Required action »
Show each line of the entries below in which the word "green" appears.

Record extracts »
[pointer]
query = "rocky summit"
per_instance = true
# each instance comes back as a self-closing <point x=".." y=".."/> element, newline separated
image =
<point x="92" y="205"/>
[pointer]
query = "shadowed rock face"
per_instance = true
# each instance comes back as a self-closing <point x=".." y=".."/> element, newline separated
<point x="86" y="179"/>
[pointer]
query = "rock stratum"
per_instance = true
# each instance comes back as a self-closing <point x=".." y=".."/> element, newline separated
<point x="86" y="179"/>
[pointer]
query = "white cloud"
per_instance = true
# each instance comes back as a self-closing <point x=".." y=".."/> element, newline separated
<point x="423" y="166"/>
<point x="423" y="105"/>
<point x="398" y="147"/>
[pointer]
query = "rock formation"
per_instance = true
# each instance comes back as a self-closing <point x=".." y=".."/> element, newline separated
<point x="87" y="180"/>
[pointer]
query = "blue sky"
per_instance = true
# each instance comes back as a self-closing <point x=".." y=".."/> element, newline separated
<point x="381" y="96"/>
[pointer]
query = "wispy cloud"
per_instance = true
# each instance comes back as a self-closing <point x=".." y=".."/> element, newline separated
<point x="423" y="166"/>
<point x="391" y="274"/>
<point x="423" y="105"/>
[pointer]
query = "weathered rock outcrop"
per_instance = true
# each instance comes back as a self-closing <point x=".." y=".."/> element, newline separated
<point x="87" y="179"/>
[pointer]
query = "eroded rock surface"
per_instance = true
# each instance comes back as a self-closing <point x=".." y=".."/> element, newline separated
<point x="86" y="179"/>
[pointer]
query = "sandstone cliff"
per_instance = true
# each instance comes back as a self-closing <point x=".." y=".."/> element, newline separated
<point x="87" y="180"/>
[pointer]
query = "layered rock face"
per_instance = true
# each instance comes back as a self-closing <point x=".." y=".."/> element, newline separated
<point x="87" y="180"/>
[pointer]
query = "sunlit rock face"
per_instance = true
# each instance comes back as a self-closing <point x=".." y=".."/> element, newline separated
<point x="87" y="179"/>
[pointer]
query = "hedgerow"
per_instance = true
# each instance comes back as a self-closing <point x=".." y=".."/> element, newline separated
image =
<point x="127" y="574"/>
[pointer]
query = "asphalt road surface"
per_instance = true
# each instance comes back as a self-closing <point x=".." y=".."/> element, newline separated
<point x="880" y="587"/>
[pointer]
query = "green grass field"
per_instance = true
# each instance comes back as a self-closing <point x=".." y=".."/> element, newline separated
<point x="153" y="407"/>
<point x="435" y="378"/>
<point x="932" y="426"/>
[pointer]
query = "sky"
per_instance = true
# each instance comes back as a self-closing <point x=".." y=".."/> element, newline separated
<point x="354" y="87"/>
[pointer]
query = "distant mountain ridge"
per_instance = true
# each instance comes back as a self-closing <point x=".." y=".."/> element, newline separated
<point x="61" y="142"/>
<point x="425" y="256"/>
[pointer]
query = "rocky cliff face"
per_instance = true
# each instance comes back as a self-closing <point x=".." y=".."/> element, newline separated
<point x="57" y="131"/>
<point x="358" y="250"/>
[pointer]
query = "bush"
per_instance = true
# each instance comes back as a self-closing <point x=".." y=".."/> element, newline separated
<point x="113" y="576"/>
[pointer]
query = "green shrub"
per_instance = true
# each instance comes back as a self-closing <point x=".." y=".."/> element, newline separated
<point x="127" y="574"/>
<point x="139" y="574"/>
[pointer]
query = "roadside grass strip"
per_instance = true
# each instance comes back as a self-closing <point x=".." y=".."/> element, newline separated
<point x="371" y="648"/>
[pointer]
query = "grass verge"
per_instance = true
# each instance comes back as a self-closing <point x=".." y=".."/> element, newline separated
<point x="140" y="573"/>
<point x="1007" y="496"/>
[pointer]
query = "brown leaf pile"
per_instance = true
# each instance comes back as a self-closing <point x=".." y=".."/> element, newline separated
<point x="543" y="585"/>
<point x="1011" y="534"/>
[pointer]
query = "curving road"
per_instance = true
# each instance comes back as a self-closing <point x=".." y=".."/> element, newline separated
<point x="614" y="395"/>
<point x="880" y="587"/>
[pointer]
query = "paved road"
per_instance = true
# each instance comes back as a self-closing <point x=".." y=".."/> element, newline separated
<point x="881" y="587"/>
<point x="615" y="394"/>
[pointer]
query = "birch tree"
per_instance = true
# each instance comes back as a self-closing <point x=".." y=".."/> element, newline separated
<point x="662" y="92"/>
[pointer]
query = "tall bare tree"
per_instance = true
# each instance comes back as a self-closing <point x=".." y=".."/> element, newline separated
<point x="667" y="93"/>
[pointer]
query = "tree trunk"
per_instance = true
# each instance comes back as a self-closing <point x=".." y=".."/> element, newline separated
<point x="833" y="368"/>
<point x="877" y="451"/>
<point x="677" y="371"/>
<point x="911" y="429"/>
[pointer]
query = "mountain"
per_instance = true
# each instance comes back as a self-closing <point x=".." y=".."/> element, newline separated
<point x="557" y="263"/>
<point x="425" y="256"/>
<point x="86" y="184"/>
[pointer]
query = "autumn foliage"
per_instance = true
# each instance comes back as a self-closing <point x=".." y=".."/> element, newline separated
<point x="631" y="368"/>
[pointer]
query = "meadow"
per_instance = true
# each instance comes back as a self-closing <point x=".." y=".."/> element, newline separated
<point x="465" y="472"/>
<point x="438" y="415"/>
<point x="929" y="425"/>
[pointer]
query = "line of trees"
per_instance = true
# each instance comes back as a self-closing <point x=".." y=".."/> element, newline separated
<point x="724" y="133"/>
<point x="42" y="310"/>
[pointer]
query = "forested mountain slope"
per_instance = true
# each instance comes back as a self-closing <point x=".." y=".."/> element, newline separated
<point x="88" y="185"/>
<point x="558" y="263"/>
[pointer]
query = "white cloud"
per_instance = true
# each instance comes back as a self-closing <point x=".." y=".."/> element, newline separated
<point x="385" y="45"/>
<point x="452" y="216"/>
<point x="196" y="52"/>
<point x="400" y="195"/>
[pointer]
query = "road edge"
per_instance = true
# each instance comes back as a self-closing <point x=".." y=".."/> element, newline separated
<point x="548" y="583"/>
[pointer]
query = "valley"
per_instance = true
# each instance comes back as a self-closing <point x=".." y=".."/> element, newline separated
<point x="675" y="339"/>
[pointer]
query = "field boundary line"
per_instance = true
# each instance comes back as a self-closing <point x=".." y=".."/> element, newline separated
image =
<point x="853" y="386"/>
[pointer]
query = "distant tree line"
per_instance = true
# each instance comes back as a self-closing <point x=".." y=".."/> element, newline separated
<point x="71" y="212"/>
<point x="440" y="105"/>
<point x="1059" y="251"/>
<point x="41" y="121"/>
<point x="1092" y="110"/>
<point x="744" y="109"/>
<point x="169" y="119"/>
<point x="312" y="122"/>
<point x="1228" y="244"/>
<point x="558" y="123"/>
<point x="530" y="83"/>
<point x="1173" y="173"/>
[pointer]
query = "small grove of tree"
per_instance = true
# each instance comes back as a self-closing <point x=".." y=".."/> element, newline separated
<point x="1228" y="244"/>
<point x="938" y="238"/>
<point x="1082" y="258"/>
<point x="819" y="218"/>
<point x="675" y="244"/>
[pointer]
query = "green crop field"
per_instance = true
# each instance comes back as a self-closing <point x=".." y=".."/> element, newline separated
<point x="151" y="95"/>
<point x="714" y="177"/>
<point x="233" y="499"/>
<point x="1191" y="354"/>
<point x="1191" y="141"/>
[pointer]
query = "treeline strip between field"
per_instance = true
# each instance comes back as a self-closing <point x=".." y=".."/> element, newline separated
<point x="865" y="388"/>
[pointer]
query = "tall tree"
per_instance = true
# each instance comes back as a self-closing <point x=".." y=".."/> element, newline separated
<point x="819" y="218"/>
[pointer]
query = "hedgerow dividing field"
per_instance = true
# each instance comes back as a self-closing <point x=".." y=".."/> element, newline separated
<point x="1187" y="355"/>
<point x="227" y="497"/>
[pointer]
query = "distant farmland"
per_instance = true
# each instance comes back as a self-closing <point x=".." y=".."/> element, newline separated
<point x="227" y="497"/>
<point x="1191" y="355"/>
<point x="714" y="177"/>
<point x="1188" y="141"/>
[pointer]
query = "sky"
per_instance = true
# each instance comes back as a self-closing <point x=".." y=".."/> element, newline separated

Output of the task »
query = "green grass field"
query = "green shrub"
query = "green crop field"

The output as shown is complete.